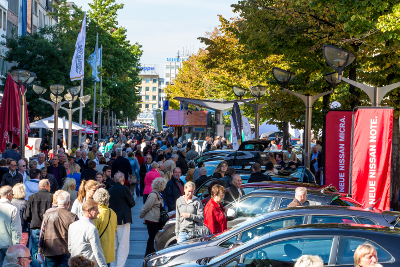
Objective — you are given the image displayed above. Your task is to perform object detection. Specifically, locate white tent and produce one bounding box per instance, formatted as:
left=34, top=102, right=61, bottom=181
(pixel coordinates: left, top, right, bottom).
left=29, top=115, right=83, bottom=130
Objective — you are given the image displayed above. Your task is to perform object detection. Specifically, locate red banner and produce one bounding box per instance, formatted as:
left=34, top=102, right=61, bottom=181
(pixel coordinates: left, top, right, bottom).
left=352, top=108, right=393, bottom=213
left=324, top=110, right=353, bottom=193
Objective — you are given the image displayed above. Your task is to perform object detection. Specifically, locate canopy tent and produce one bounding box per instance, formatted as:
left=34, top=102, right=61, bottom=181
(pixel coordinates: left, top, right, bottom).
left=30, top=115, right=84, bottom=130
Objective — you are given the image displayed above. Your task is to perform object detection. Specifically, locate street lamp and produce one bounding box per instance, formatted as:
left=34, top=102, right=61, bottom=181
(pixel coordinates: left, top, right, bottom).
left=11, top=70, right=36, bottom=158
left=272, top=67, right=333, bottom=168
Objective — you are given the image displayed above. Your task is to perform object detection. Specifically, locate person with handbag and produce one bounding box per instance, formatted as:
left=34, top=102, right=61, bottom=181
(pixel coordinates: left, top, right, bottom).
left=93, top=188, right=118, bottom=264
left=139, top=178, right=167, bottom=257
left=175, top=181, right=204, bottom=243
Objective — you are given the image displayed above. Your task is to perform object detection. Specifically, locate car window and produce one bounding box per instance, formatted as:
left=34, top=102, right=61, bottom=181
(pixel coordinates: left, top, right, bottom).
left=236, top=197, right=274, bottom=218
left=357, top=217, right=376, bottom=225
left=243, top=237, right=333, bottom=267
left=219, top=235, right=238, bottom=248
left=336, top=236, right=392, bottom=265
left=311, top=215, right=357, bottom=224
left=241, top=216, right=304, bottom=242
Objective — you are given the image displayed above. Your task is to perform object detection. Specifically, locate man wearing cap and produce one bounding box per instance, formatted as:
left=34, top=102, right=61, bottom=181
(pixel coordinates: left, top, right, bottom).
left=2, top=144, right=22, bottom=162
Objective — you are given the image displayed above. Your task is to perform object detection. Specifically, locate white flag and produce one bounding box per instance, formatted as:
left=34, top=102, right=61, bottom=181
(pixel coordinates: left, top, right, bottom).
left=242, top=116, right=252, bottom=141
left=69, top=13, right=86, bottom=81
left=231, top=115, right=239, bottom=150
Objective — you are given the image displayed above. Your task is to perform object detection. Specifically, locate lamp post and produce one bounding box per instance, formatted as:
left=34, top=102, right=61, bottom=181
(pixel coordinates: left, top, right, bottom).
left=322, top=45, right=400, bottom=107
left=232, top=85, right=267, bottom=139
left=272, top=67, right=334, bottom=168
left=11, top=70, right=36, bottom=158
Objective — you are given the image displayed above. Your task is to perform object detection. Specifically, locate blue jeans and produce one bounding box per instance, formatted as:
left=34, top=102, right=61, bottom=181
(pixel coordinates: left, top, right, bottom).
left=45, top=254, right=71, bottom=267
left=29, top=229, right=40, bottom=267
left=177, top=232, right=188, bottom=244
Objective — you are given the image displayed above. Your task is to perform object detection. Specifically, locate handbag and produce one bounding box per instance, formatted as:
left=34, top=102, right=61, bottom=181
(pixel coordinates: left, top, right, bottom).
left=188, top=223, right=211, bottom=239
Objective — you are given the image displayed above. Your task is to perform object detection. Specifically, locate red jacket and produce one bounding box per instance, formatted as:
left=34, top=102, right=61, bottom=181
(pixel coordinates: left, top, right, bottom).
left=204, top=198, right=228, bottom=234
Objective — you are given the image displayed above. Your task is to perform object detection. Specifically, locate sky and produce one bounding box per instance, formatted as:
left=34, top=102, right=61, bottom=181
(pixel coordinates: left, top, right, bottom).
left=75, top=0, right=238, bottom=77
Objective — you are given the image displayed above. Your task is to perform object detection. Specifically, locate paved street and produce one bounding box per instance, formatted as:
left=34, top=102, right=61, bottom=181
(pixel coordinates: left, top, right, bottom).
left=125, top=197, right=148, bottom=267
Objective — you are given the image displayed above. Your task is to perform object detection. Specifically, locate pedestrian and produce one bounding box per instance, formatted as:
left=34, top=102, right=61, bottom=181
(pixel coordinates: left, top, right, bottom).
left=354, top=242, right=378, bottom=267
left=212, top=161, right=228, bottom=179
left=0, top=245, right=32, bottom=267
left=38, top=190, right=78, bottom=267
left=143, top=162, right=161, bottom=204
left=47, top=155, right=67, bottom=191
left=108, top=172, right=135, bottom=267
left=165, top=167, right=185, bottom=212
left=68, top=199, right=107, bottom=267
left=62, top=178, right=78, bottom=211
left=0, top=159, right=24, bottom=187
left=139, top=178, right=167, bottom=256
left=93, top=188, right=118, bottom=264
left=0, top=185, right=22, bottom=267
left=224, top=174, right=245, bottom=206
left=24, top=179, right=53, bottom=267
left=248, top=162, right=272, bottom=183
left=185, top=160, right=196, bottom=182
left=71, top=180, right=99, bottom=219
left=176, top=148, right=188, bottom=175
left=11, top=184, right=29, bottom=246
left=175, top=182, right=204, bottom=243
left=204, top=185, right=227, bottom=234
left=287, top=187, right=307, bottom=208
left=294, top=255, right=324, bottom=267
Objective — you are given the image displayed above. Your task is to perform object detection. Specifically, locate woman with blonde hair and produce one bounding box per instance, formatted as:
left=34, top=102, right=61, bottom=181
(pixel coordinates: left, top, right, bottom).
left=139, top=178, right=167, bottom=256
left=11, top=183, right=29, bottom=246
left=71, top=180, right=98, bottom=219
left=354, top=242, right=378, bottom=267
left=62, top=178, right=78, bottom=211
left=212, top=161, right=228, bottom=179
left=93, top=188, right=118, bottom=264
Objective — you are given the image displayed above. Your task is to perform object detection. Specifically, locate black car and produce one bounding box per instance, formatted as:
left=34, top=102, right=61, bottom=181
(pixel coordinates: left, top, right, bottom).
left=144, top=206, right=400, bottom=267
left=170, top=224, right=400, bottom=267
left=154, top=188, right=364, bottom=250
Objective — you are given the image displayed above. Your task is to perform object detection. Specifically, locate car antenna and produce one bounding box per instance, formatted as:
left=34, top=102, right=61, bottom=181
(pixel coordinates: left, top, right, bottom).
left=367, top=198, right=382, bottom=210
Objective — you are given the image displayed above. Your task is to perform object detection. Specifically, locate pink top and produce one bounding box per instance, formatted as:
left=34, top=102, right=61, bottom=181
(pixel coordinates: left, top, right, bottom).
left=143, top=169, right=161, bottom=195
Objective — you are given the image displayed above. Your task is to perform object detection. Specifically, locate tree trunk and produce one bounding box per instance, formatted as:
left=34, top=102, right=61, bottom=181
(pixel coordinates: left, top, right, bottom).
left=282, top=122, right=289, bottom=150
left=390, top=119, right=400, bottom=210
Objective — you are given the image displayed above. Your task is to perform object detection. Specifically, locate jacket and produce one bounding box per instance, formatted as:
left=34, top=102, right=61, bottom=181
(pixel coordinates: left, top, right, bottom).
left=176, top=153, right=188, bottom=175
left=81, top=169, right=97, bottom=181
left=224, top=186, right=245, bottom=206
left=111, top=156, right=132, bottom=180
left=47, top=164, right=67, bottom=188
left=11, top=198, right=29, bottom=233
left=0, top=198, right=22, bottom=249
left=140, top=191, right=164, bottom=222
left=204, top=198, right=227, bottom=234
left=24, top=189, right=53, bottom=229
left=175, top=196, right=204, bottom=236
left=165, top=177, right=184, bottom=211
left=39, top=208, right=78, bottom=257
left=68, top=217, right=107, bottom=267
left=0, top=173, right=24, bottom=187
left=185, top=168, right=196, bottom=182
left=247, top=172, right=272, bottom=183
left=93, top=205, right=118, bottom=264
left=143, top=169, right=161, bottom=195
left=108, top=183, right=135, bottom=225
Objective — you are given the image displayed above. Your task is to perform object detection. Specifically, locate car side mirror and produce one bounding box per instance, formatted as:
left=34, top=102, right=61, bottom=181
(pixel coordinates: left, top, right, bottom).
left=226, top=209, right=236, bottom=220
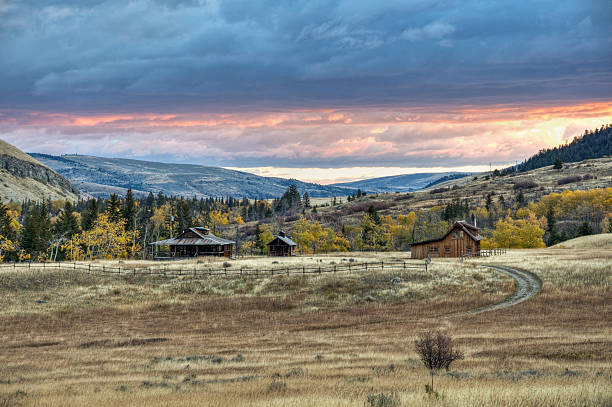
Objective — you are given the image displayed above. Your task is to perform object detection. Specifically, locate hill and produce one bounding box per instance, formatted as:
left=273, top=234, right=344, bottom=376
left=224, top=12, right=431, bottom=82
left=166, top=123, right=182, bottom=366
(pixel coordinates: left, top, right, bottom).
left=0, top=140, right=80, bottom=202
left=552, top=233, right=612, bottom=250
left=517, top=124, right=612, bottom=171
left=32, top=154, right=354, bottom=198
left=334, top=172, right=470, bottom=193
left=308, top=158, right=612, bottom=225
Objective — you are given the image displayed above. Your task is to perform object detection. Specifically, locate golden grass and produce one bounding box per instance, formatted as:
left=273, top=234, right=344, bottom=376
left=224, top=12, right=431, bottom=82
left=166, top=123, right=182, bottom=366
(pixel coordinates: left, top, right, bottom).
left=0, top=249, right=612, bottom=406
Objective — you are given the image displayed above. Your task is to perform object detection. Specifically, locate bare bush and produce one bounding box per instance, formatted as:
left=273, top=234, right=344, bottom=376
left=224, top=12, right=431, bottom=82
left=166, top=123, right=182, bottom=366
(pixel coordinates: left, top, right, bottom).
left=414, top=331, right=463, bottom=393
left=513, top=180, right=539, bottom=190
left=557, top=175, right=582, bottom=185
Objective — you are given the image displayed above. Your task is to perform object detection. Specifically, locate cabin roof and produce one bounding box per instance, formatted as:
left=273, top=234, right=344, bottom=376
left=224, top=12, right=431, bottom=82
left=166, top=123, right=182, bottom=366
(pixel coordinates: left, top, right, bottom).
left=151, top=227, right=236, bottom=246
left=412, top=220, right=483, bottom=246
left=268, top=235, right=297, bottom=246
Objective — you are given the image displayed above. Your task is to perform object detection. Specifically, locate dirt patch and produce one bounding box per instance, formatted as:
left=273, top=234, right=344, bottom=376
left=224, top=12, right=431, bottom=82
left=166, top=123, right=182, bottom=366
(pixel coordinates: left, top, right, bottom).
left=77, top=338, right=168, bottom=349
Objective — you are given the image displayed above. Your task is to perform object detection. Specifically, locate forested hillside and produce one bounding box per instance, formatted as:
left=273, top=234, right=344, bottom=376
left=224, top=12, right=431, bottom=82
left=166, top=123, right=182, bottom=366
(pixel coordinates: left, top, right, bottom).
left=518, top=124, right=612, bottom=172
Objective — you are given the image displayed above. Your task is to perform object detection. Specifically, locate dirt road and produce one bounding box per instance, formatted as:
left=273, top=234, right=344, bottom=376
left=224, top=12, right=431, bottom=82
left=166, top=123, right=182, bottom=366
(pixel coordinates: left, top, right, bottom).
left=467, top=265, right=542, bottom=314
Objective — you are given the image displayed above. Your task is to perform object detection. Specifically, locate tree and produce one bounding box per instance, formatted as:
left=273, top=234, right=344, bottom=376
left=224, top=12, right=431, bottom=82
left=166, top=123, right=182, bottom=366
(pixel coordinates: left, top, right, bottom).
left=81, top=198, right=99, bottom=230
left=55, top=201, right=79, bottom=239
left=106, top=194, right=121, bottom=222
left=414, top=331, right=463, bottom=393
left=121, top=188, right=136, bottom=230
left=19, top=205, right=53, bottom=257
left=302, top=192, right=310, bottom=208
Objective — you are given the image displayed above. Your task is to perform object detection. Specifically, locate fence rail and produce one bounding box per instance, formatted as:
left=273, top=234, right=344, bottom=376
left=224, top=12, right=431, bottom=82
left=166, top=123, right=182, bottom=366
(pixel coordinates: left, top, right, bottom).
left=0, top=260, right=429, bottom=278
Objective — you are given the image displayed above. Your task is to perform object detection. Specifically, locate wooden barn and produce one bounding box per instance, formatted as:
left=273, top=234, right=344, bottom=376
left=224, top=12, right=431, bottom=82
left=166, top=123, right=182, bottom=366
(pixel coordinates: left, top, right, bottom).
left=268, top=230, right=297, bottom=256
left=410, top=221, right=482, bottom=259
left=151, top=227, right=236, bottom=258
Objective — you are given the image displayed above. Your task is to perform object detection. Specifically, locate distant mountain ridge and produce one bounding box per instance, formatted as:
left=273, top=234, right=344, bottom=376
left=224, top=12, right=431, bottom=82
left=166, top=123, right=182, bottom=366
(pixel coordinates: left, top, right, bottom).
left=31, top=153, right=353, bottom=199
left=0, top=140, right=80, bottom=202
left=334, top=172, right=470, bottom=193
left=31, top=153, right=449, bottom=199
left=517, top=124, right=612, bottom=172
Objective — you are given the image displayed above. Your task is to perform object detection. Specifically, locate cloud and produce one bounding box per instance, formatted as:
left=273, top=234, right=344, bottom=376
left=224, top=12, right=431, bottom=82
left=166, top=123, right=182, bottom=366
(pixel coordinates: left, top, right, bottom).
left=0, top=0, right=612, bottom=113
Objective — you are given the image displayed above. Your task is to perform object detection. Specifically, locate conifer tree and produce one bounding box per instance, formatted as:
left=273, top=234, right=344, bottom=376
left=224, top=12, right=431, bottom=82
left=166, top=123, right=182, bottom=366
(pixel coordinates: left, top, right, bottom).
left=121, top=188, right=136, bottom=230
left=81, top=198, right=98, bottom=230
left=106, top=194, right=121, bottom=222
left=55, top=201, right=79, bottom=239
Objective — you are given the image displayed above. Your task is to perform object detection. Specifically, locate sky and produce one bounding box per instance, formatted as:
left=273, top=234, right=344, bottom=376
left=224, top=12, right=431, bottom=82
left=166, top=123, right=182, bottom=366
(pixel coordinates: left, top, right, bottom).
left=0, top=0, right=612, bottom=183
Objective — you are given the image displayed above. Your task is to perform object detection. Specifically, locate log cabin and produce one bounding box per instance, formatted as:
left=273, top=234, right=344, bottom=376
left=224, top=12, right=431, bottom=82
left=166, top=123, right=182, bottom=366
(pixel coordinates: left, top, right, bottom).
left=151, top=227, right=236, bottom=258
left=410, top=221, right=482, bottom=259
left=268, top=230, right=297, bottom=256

* * * * * * * * *

Постановка задачи: Отфильтруйте приведенные выше записи и выпишите без изменений каждую строку, в которой встречается слово «woman».

Правильный ответ:
Objective — you are given the image displayed above. Your task is to perform object detection. Specifically, locate woman with blonde hair and produce one bounding box per instance, formatted as:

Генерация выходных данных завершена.